#### [Given data]
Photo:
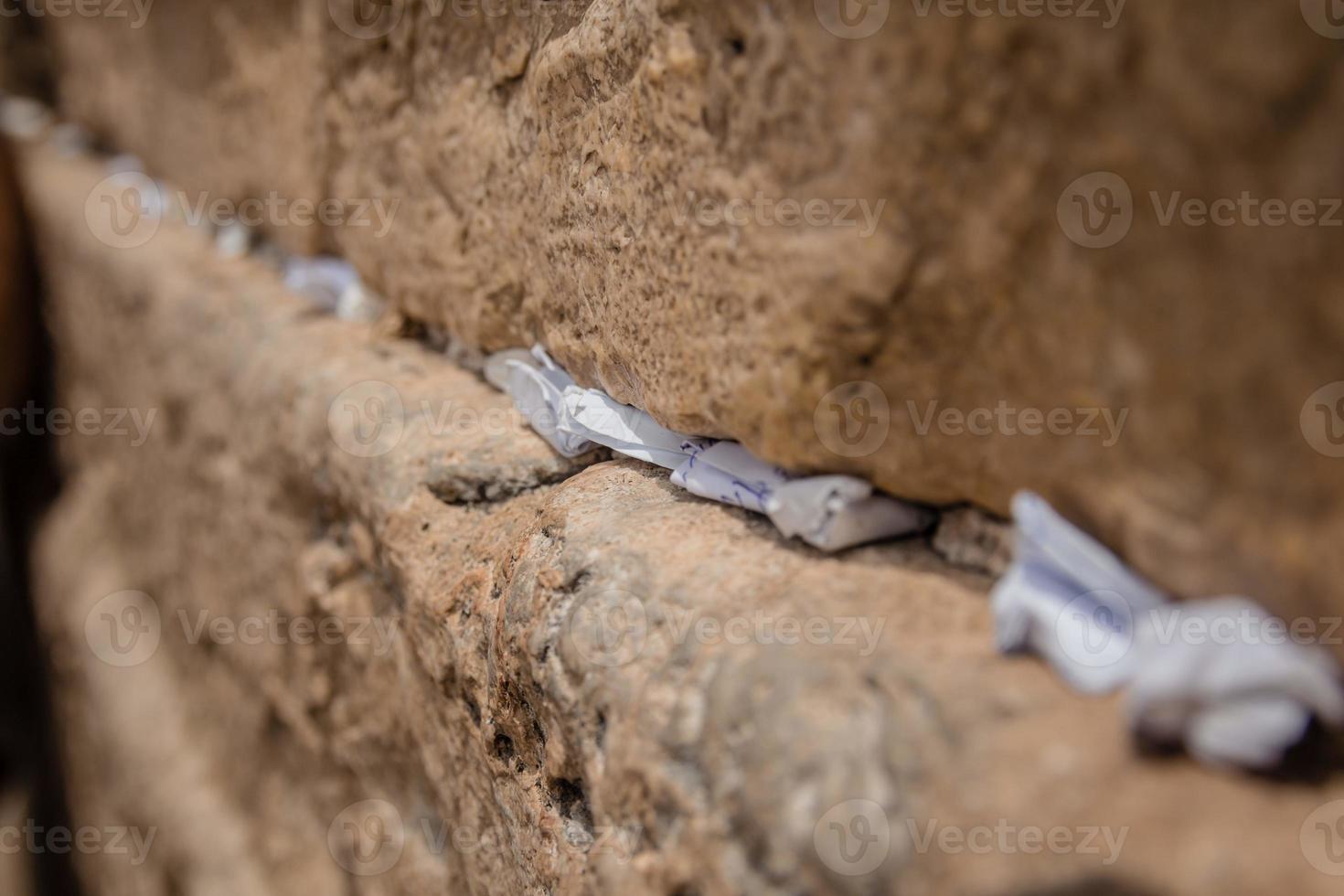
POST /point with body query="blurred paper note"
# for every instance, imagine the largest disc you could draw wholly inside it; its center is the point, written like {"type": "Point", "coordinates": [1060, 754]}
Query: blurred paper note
{"type": "Point", "coordinates": [1220, 676]}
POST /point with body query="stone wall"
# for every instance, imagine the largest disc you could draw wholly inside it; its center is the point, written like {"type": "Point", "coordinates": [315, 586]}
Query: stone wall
{"type": "Point", "coordinates": [560, 174]}
{"type": "Point", "coordinates": [508, 746]}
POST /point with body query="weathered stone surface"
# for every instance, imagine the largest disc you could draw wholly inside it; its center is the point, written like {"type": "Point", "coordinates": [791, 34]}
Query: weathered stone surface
{"type": "Point", "coordinates": [546, 162]}
{"type": "Point", "coordinates": [494, 716]}
{"type": "Point", "coordinates": [25, 63]}
{"type": "Point", "coordinates": [219, 98]}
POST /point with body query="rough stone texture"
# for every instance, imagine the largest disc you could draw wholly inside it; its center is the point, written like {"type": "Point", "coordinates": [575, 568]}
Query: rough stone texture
{"type": "Point", "coordinates": [543, 164]}
{"type": "Point", "coordinates": [491, 710]}
{"type": "Point", "coordinates": [218, 98]}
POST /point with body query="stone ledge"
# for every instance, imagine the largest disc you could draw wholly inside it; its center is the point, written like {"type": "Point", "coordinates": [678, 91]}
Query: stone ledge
{"type": "Point", "coordinates": [492, 709]}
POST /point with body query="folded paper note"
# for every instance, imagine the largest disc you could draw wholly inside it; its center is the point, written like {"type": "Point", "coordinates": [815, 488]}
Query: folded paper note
{"type": "Point", "coordinates": [829, 512]}
{"type": "Point", "coordinates": [1220, 676]}
{"type": "Point", "coordinates": [538, 386]}
{"type": "Point", "coordinates": [628, 430]}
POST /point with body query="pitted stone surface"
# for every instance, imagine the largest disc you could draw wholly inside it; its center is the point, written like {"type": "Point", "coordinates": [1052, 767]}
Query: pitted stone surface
{"type": "Point", "coordinates": [565, 673]}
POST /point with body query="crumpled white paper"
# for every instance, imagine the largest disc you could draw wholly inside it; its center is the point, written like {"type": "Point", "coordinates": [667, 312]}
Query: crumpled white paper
{"type": "Point", "coordinates": [334, 285]}
{"type": "Point", "coordinates": [628, 430]}
{"type": "Point", "coordinates": [537, 384]}
{"type": "Point", "coordinates": [1226, 688]}
{"type": "Point", "coordinates": [829, 512]}
{"type": "Point", "coordinates": [837, 512]}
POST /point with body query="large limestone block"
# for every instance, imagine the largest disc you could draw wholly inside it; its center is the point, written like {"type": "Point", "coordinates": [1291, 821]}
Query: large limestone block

#### [Problem description]
Recopy the whole listing above precisely, excluding images.

#### [Solution below]
Photo:
POST /point with body query="blurred paper note"
# for every instance, imagine the largest disc you could draw wholly inside it; its center is the point, written like {"type": "Point", "coordinates": [1060, 754]}
Query: blurred paper note
{"type": "Point", "coordinates": [1220, 676]}
POST /point with body query="stone wall"
# for every instance, imagine the largest disc you could draw wholly inside it; its center is the point, written like {"type": "Point", "coordinates": [315, 586]}
Query: stone wall
{"type": "Point", "coordinates": [560, 174]}
{"type": "Point", "coordinates": [508, 746]}
POST /point with body query="weathered stone surface"
# for every instance, imagine the largest disc you could draw wholly inside it; its center is the point, written like {"type": "Point", "coordinates": [791, 34]}
Query: weathered stone surface
{"type": "Point", "coordinates": [546, 162]}
{"type": "Point", "coordinates": [494, 716]}
{"type": "Point", "coordinates": [25, 63]}
{"type": "Point", "coordinates": [219, 98]}
POST /point with body query="rough stone texture"
# for every instance, imagine the largest disc you could draw wholly inside it; its center is the point, written like {"type": "Point", "coordinates": [575, 568]}
Query: rough stone texture
{"type": "Point", "coordinates": [543, 164]}
{"type": "Point", "coordinates": [491, 710]}
{"type": "Point", "coordinates": [218, 98]}
POST /point with body query="stone ledge"
# for every instance, imagine the largest disc you could draw wholly inside it; its center is the point, written like {"type": "Point", "coordinates": [678, 91]}
Query: stone ledge
{"type": "Point", "coordinates": [492, 709]}
POST /point with body query="folded paper note"
# for every instance, imagine the largest disc you could draw wholly inside it; its center is the point, written like {"type": "Point", "coordinates": [815, 488]}
Query: folded paper note
{"type": "Point", "coordinates": [829, 512]}
{"type": "Point", "coordinates": [1220, 676]}
{"type": "Point", "coordinates": [538, 386]}
{"type": "Point", "coordinates": [628, 430]}
POST /point with body query="pitted stone surface"
# for every instance, imagine the largest disc you could draw wholly inside it; its center is the point, written like {"type": "Point", "coordinates": [1052, 767]}
Query: pitted stone surface
{"type": "Point", "coordinates": [565, 673]}
POST /point with body query="crumpled white paper"
# for every instance, imagine the largest disc you could draw wholly inside it; its center is the point, written like {"type": "Point", "coordinates": [667, 312]}
Query: crumpled white paper
{"type": "Point", "coordinates": [334, 285]}
{"type": "Point", "coordinates": [628, 430]}
{"type": "Point", "coordinates": [537, 384]}
{"type": "Point", "coordinates": [1226, 688]}
{"type": "Point", "coordinates": [829, 512]}
{"type": "Point", "coordinates": [837, 512]}
POST /point with body query="large limestone block"
# for every instance, imagine the largest disc you could draw wholly inside it; its center is the point, written like {"type": "Point", "coordinates": [1291, 821]}
Query: large limestone block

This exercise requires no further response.